═════ Alıntı ═════
Sevgili okurlar, bu kısa yazıyı mevcut bilgilerim ışığında, yeryüzünün en güçlü ve uzun ömürlü ağacı olan zeytin ağacının, iklim değişikliklerine karşı mücadelesindeki öngörülerimi paylaşmak için kaleme aldım. Kendime sorum şu idi? Bir taraftan kuraklık ve yangınlar, bir taraftan sel baskınları, acaba bu ağaç hâlihazırda yaşadığı bu havzada yaşamaya devam edebilecek mi? Evet ise nasıl?
Yolunuz Akdeniz’e düştüğünde, hele de Toroslardan aşağı, denize paralel yürüdüğünüzde veya araba ile seyahat ettiğinizde, kendinizi Akdeniz bölgesinin o meşhur coğrafi tanımında adı geçen “yazları kurak ve sıcak, kışları ılık ve yağmurlu” havzanın tam da içinde bulursunuz. Bu havzada, mis gibi kokuları ve yer yer bodur ya da yer yer boylu postlu bir başka ifadeyle irili–ufaklı bitki/maki toplulukları ile karşılaşırsınız… Bir de etrafta, onlara tırmanarak karnını doyurmaya çalışan, dört bir yana yayılmış keçiler var ise içinizi bir heyecan kaplar ki, bu ancak yaşanabilir, kesinlikle anlatılamaz.
═════ Girdi ═════
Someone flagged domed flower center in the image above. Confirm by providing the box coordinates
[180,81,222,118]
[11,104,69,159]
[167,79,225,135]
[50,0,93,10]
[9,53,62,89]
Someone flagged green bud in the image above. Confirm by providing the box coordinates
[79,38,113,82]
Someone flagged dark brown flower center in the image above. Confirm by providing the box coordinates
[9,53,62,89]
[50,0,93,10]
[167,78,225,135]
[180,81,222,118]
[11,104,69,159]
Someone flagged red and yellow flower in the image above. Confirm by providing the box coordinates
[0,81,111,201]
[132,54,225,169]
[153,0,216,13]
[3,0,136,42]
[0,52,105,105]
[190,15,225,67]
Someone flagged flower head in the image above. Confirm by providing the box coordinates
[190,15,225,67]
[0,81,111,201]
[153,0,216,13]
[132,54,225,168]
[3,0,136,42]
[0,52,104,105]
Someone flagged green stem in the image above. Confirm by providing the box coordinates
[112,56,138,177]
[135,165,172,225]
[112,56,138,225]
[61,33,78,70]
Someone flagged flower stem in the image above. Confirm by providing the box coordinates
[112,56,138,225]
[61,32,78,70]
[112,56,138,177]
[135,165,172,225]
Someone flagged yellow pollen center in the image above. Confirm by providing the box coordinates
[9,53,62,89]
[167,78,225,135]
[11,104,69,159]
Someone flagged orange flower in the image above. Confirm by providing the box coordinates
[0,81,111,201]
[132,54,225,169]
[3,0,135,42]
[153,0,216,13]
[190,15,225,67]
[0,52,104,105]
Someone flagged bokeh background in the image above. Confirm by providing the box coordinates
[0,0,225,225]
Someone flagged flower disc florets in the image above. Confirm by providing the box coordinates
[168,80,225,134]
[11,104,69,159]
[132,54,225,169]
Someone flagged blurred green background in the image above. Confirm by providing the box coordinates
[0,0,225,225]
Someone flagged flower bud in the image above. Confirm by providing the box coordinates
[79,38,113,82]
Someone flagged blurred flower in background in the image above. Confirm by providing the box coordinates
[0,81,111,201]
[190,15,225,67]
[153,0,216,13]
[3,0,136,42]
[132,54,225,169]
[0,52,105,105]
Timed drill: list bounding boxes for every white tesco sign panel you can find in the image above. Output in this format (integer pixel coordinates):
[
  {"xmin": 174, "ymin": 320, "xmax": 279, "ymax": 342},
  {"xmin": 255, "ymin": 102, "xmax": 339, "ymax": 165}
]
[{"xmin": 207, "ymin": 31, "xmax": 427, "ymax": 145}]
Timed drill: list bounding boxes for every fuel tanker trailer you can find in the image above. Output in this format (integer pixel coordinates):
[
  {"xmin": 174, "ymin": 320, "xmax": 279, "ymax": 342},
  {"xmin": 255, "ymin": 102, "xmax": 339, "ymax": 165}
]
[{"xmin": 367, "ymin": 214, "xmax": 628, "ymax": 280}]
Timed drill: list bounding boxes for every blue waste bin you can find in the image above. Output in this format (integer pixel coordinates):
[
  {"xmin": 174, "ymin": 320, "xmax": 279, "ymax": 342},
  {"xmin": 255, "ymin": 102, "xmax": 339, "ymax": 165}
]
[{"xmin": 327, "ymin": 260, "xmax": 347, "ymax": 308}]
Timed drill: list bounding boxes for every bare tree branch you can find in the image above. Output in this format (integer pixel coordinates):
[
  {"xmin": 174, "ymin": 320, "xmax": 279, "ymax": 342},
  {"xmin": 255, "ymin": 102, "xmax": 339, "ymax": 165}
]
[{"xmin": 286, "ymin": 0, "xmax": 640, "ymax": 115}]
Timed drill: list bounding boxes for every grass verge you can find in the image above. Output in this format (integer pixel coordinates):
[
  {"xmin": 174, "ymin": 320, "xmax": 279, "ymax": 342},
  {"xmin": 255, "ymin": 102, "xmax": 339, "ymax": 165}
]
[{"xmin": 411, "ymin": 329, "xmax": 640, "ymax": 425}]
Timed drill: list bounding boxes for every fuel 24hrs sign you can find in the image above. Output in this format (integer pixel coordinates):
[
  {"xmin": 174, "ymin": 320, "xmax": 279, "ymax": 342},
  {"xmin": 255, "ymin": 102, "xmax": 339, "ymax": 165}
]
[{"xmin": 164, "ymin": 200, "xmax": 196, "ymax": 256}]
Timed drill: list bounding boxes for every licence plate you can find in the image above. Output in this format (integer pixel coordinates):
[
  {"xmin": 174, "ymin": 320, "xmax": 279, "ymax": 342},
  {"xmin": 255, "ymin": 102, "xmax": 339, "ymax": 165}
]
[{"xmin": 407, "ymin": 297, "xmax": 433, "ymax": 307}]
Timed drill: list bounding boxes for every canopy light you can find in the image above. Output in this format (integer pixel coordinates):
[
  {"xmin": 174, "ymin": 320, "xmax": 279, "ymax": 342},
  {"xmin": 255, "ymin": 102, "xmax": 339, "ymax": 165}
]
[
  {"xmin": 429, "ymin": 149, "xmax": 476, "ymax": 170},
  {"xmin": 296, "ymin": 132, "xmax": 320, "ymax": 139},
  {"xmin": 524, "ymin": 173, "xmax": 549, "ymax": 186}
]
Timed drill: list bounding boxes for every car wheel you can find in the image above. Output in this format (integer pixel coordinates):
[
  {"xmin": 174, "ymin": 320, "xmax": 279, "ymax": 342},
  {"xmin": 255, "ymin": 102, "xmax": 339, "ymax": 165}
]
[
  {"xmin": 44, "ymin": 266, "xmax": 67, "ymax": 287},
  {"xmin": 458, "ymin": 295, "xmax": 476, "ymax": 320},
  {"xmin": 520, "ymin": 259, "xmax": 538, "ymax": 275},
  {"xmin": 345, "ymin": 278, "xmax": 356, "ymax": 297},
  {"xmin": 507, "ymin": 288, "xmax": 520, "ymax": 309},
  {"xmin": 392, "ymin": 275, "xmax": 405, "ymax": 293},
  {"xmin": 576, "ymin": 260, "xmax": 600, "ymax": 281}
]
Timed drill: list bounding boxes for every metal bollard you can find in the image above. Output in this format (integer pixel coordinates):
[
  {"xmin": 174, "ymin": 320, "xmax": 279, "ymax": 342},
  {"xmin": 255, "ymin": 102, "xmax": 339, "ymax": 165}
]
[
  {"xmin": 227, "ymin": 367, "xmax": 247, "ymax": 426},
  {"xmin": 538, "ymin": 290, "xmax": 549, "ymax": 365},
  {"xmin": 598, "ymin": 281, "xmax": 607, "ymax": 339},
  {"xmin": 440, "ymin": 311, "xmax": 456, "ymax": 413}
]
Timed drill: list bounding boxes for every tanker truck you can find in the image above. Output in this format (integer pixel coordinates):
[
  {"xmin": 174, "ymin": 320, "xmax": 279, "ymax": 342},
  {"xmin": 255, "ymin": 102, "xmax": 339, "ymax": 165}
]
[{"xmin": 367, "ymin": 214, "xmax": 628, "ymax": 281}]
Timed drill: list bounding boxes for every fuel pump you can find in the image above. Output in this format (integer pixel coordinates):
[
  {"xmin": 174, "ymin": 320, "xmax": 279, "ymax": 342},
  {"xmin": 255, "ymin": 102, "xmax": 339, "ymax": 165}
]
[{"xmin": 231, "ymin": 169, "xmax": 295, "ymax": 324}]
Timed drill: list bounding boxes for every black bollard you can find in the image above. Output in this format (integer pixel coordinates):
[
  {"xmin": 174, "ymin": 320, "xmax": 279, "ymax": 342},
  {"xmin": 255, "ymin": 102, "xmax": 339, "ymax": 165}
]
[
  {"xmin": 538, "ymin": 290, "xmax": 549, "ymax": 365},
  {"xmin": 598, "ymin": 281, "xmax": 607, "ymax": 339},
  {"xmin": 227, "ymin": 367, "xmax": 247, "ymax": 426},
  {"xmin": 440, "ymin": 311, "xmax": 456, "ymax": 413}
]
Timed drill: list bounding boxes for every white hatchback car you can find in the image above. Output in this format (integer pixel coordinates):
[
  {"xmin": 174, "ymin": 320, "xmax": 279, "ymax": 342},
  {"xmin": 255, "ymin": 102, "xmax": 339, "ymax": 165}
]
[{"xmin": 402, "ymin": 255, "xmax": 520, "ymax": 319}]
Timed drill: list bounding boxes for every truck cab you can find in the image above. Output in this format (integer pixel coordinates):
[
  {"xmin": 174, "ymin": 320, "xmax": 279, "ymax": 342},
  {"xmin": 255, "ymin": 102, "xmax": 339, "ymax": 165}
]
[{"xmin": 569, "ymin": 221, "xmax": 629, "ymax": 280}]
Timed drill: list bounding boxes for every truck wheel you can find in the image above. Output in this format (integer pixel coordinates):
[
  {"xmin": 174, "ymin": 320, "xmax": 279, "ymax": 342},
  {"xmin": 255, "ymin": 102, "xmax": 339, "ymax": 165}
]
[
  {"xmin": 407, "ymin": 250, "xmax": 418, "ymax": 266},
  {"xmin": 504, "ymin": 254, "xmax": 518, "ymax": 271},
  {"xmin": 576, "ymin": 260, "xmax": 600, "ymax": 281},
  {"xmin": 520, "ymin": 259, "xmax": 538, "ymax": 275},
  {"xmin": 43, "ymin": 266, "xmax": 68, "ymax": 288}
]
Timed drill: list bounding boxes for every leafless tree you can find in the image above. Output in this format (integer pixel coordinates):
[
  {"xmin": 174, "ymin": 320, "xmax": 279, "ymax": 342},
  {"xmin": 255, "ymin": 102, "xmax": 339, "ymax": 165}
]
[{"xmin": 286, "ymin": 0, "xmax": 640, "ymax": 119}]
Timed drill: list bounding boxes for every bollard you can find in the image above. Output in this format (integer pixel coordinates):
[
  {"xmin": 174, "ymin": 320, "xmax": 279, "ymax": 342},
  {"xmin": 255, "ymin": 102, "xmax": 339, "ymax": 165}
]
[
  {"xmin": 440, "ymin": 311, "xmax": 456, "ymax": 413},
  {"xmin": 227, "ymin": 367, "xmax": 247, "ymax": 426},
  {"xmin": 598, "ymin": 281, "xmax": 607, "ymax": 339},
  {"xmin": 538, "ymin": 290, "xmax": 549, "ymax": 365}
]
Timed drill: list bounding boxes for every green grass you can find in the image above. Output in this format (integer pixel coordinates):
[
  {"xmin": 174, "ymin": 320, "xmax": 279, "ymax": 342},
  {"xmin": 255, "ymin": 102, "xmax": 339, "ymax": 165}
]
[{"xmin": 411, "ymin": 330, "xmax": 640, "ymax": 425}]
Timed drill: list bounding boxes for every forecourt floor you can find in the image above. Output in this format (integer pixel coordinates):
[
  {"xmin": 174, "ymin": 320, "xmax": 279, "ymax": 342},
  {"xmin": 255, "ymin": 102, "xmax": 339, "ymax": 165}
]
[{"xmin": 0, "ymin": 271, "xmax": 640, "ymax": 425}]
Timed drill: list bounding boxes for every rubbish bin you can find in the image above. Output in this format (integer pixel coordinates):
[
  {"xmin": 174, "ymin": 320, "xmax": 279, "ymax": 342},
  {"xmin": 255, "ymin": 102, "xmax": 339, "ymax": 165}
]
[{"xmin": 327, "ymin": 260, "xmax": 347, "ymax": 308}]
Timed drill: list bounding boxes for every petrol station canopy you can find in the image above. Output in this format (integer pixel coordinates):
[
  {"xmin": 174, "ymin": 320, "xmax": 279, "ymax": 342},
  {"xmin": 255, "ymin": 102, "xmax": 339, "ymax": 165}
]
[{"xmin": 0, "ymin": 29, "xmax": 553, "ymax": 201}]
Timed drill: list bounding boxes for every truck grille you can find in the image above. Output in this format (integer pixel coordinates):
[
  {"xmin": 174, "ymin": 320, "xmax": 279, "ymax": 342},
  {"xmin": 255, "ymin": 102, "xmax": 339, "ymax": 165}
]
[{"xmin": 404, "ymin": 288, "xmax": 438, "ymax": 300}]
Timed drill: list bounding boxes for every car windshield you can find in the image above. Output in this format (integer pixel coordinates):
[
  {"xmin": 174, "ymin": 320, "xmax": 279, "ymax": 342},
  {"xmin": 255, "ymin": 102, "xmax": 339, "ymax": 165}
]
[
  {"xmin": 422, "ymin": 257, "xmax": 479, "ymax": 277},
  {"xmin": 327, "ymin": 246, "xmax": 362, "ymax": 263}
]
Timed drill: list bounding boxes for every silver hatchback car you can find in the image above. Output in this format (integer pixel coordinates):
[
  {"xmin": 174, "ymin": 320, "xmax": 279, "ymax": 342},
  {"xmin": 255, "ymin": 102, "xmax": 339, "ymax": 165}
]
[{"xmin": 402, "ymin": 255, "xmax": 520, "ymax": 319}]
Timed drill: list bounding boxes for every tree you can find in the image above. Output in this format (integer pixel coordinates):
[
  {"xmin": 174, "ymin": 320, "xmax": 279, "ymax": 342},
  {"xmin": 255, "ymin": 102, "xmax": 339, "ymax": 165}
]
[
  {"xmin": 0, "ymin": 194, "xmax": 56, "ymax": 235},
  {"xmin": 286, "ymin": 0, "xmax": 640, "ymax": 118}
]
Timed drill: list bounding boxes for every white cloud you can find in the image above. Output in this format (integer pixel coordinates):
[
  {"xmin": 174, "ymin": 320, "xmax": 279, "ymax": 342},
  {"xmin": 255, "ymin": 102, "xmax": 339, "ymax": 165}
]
═════
__Yönergeler__.
1. Alıntıda Akdeniz bölgesinin meşhur coğrafi tanımındaki havza nasıl anlatılıyor?
2. Listede "green" sözcüğünü barındıran bütün satırları bulup kopyala. Büyük-küçük harf farkı gözetilmeli.

__Uygulama Sonuçları__.
1. Yazları kurak ve sıcak, kışları ılık ve yağmurlu bir havza olarak.

2.
Someone flagged green bud in the image above. Confirm by providing the box coordinates
Someone flagged green stem in the image above. Confirm by providing the box coordinates
Someone flagged blurred green background in the image above. Confirm by providing the box coordinates
Timed drill: list bounding boxes for every green grass you can find in the image above. Output in this format (integer pixel coordinates):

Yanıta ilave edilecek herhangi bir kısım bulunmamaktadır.